# [Task statement]
For this exercise, repeat the records below exactly and omit every picture.

____ Material for this task

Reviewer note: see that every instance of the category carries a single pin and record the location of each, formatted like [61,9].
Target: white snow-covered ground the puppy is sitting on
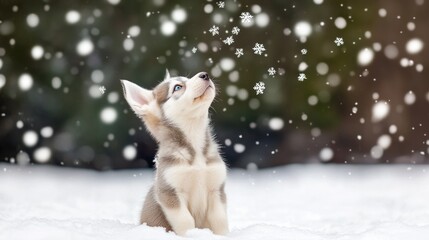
[295,202]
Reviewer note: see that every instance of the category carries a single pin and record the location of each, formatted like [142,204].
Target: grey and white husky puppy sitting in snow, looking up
[188,191]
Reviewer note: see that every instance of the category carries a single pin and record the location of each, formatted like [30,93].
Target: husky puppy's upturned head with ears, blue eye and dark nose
[176,99]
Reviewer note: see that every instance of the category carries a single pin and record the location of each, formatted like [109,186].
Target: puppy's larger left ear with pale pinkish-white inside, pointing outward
[138,98]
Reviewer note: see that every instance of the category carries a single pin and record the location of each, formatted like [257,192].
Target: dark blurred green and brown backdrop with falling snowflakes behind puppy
[345,81]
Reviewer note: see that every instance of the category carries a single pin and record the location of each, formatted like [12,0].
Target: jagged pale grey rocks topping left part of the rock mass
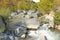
[17,14]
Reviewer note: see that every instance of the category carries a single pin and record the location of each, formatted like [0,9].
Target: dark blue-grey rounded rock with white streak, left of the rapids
[20,28]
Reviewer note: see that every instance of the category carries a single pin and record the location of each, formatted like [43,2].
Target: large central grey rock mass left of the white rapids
[19,21]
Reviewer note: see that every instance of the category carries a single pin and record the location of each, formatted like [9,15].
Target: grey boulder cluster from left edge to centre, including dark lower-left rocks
[18,24]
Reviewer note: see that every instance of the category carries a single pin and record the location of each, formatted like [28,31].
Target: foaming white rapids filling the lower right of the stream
[44,34]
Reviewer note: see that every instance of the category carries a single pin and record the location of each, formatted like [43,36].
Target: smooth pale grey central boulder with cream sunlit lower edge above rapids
[32,23]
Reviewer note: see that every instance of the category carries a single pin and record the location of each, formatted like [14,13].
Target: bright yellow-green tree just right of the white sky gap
[45,6]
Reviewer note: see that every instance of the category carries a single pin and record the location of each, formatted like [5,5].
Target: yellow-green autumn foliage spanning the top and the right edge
[44,6]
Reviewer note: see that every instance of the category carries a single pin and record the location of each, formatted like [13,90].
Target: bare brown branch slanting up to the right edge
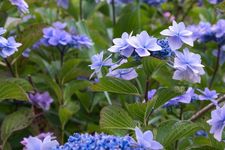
[206,109]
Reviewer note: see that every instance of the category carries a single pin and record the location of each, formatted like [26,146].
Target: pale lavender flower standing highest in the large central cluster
[177,35]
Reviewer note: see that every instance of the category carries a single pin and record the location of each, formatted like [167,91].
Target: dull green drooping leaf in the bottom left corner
[14,122]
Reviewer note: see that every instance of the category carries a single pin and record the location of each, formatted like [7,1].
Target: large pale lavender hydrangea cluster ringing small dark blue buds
[187,65]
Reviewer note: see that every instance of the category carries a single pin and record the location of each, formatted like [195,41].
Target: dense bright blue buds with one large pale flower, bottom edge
[110,142]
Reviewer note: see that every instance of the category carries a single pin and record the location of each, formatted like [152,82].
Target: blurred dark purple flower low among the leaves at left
[42,100]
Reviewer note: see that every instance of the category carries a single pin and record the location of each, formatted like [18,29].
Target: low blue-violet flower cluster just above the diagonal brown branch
[190,96]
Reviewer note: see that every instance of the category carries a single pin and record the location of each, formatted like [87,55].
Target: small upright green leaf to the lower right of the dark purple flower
[67,111]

________

# [Answer box]
Reviewer note: see that every instance of the category carries a single pin and record the location of each, formatted like [61,9].
Target: white snow-covered ground the puppy is sitting on
[295,202]
Reviewer note: see that every instance of the category carries a single pin and record the location of each, formatted like [142,204].
Target: grey and white husky puppy sitting in snow, looking up
[188,191]
Reviewer note: see that every instance of the category carries a single pin and record the location of each, formatted like [30,93].
Target: husky puppy's upturned head with ears, blue eye and dark nose
[176,99]
Reviewer note: see that every instance of the category carries a single pin and record the location of each, formatted like [109,186].
Target: puppy's larger left ear with pale pinkish-white inside, pointing outward
[138,98]
Reviewer note: see that every instance of the category carries a single pin and record the location of each, formatted like [257,192].
Target: dark blurred green and brown backdrop with falling snowflakes behind puppy
[345,81]
Reviewer note: see that every instance of the category carries a single pin and record the location of each, formatted like [12,0].
Target: jagged pale grey rocks topping left part of the rock mass
[17,14]
Reviewer note: see that every instance of the category carries a single pin and record the location of each, formatted like [0,9].
Target: dark blue-grey rounded rock with white streak, left of the rapids
[20,28]
Reviewer note: see that every instance of the category carries a single pin and record the location of each, formatted like [43,2].
Target: large central grey rock mass left of the white rapids
[19,21]
Reviewer note: see that every instance of the category carries a single pin and record the location of each, formatted like [9,15].
Target: grey boulder cluster from left edge to centre, including dark lower-left rocks
[18,24]
Reviewer note: see that every instance of the category carries a single pin and record the location of each, formatted like [28,31].
Target: foaming white rapids filling the lower right of the stream
[44,34]
Reviewer note: see that every instance of the category carries a single pin and record the location of each, formatted like [43,36].
Target: smooth pale grey central boulder with cream sunlit lower edge above rapids
[32,23]
Reviewer note: see that every instance of the category carries a single pin and record the location of each, formatted like [14,13].
Target: bright yellow-green tree just right of the white sky gap
[45,6]
Reviewer note: see that every instance of the category carries a single pin and record the location of each, formatted like [5,5].
Target: yellow-green autumn foliage spanning the top and the right edge
[44,6]
Reviewer note: see that every instance of the category carries a single pin and record the location of each, formatted like [13,90].
Target: bare brown branch slanting up to the right edge
[206,109]
Reviewer note: see that every instance of the category carries a single pin and record the location of each, formatted like [26,146].
Target: pale lavender flower standing highest in the large central cluster
[177,35]
Reviewer note: see that every instance of the category carries a single pin and record the location of each, formatted like [167,91].
Target: dull green drooping leaf in the bottom left corner
[14,122]
Reviewer note: see that every instance of the category carries a single pin and record the location of each, formatted like [7,1].
Target: large pale lavender hydrangea cluster ringing small dark blue buds
[187,65]
Reviewer note: see that every instance of the category carries a single pin and record the location of each, formatted like [195,41].
Target: dense bright blue buds with one large pale flower, bottom edge
[110,142]
Reviewer note: see that every instance of the category carries a single pin and record the location of each, formatted like [152,82].
Target: blurred dark purple flower low among the leaves at left
[42,100]
Reviewer note: see that every instance of the category carries a single pin and record the location of each, formatted like [18,29].
Target: low blue-violet flower cluster just above the diagonal brown branch
[190,96]
Reviewer note: see that every instance of the category carries a single pin and record the location of each, formatted like [87,55].
Target: small upright green leaf to the lower right of the dark purple flower
[67,111]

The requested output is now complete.